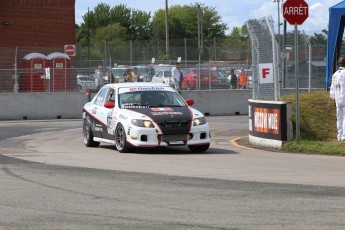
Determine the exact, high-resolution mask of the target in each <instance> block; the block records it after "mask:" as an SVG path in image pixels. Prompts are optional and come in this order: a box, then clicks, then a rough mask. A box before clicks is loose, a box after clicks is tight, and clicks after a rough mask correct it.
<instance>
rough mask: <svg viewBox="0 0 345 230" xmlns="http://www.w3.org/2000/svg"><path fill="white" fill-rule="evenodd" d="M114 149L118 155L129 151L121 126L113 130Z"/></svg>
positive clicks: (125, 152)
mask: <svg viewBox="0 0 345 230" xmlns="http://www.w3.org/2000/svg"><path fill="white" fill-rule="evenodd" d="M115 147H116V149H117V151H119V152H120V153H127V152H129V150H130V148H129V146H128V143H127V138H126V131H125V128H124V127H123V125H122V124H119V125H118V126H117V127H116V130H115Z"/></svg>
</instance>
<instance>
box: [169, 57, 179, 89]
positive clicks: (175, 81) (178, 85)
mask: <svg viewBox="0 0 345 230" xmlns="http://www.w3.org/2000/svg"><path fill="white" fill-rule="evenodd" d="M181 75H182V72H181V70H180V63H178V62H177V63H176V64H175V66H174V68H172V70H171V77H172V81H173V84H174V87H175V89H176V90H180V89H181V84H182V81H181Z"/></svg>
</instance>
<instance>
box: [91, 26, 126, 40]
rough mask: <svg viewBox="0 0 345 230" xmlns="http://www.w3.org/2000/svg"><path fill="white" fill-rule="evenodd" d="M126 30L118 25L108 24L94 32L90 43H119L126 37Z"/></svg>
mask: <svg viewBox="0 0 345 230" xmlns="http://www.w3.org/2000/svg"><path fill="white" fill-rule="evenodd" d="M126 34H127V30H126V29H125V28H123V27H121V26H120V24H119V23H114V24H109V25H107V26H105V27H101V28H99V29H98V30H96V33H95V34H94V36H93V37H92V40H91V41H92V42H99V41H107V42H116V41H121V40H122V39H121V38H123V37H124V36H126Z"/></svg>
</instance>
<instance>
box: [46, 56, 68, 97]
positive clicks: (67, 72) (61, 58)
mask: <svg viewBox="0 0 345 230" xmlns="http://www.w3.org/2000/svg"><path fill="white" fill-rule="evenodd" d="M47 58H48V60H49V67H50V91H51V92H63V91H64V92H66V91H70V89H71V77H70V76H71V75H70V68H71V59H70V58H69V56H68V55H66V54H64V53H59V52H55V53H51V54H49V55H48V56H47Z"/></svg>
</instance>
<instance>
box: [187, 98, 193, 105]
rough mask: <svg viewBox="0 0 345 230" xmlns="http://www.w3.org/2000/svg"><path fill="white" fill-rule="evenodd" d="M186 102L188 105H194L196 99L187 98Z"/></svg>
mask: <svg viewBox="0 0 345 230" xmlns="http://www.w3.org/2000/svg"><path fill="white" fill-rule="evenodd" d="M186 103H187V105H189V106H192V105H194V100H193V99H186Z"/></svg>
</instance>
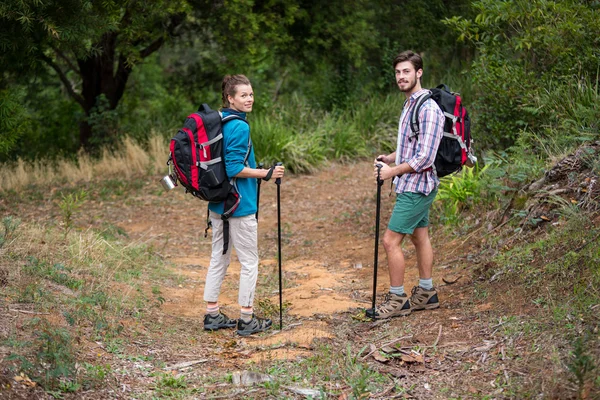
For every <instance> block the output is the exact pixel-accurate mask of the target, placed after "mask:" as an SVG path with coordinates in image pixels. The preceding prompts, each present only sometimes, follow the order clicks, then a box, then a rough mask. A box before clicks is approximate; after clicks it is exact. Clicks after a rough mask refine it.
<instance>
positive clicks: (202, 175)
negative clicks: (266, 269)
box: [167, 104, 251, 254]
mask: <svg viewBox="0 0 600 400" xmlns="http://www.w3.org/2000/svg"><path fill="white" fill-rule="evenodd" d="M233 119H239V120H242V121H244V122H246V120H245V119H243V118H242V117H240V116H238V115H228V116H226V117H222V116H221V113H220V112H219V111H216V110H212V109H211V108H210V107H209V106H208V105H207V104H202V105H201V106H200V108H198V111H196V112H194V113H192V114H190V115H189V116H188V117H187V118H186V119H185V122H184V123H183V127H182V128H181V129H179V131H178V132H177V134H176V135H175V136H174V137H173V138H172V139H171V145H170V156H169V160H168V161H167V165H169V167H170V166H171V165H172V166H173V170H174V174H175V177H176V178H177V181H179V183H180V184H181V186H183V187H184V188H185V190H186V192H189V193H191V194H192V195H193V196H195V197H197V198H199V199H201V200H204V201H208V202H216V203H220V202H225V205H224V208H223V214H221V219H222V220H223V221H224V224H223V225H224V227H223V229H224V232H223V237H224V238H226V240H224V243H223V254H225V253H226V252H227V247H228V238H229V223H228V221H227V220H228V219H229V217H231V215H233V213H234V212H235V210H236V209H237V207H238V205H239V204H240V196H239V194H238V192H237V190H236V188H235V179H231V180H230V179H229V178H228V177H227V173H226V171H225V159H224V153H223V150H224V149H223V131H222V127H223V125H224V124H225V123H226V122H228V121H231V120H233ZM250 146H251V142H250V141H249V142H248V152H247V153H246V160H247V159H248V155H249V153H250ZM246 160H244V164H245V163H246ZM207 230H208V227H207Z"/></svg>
—————
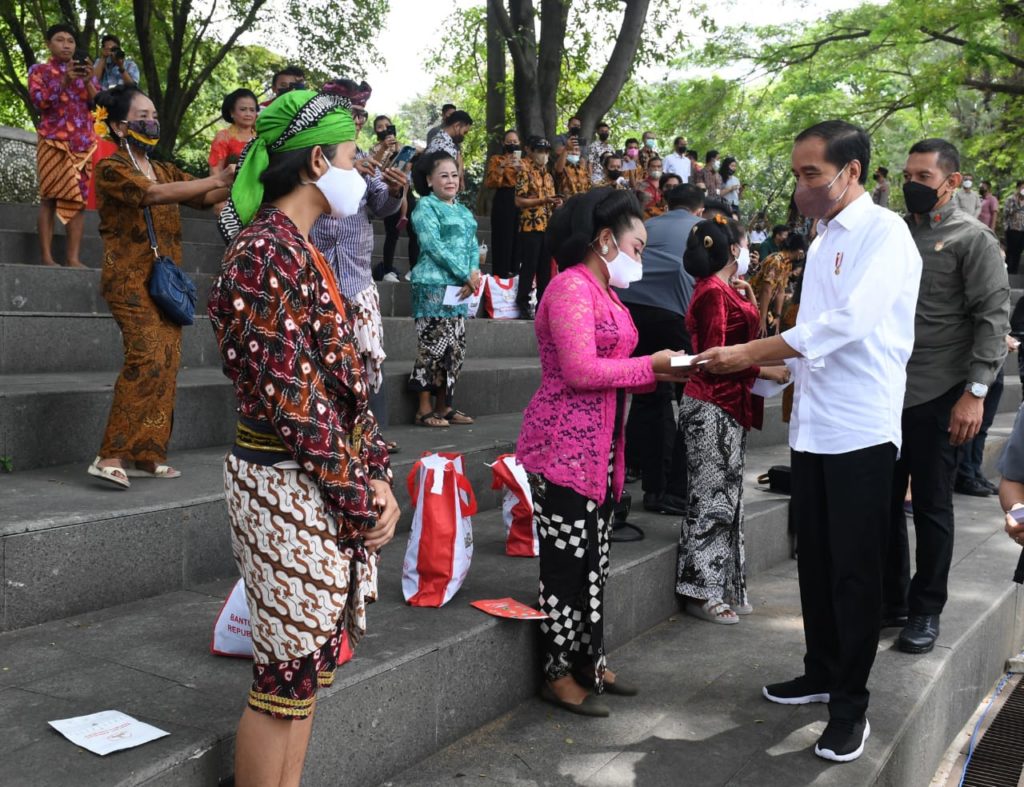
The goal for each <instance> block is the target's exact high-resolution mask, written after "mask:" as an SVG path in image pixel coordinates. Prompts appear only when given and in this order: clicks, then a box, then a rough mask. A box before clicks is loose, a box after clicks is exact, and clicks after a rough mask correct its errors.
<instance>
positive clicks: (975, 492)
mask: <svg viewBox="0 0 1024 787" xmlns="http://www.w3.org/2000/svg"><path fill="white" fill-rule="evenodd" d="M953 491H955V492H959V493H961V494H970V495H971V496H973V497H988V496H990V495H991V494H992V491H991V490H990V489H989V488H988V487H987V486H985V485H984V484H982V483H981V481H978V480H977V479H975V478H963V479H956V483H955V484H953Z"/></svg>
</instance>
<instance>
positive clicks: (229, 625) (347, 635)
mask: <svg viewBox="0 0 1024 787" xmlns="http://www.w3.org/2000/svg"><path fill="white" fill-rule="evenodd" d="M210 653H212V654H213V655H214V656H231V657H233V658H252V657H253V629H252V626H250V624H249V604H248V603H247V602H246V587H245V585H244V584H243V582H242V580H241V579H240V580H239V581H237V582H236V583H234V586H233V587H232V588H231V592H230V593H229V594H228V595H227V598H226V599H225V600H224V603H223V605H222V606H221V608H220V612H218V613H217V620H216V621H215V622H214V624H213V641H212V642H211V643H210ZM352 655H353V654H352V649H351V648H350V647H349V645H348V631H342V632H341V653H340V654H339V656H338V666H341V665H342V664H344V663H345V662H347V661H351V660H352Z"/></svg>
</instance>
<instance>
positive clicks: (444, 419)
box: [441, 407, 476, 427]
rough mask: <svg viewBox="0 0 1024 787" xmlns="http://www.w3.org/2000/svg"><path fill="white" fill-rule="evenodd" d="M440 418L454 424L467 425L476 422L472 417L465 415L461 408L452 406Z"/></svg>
—————
In the listing above, find the line containing "positive clicks: (444, 419)" and the line containing "418L454 424L467 425L476", then repeat those two lines and everything between them exactly.

Answer space:
positive clicks: (444, 419)
box: [441, 407, 476, 427]
rough mask: <svg viewBox="0 0 1024 787" xmlns="http://www.w3.org/2000/svg"><path fill="white" fill-rule="evenodd" d="M440 418L454 424L467 425L476 422L472 417L465 415L461 408L452 406Z"/></svg>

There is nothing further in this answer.